- Task to carry out -
Retype every line of the data below word for word, leaving out the pictures.

- Records for the task -
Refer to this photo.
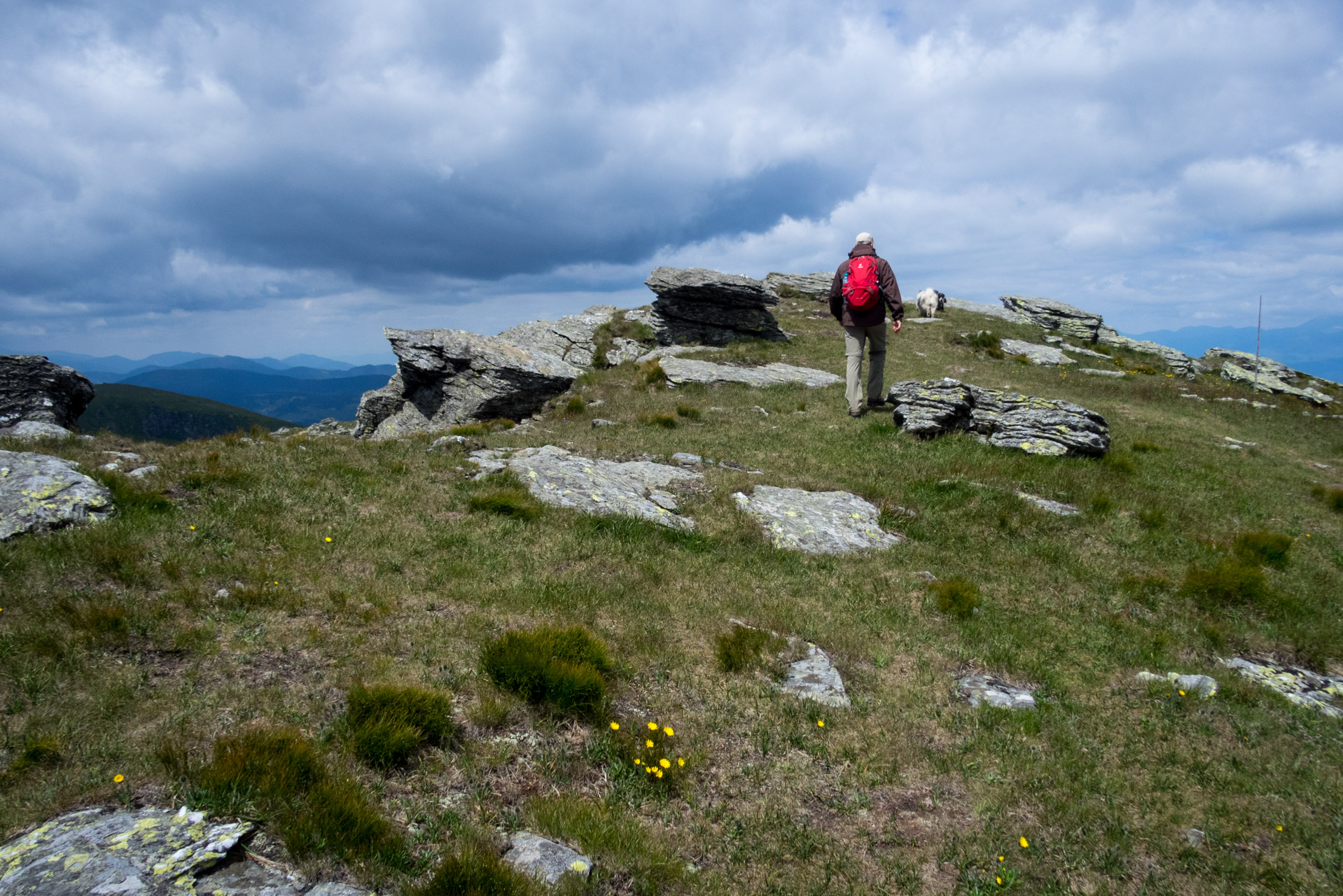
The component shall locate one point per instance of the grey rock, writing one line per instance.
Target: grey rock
(1049, 507)
(681, 371)
(445, 378)
(1055, 315)
(545, 859)
(699, 305)
(569, 339)
(1003, 419)
(147, 852)
(994, 692)
(1202, 685)
(817, 522)
(814, 286)
(1299, 685)
(1037, 354)
(597, 486)
(43, 492)
(32, 388)
(623, 349)
(1268, 382)
(991, 311)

- Exercise solution -
Refer to this photo.
The component shall locate one point per instance of the grey rock, writing one line per instance.
Target: grey rock
(1049, 507)
(681, 371)
(445, 378)
(1055, 315)
(545, 859)
(699, 305)
(569, 339)
(1003, 419)
(147, 852)
(994, 692)
(1202, 685)
(817, 522)
(814, 286)
(1299, 685)
(1037, 354)
(597, 486)
(43, 492)
(32, 388)
(623, 349)
(1268, 382)
(991, 311)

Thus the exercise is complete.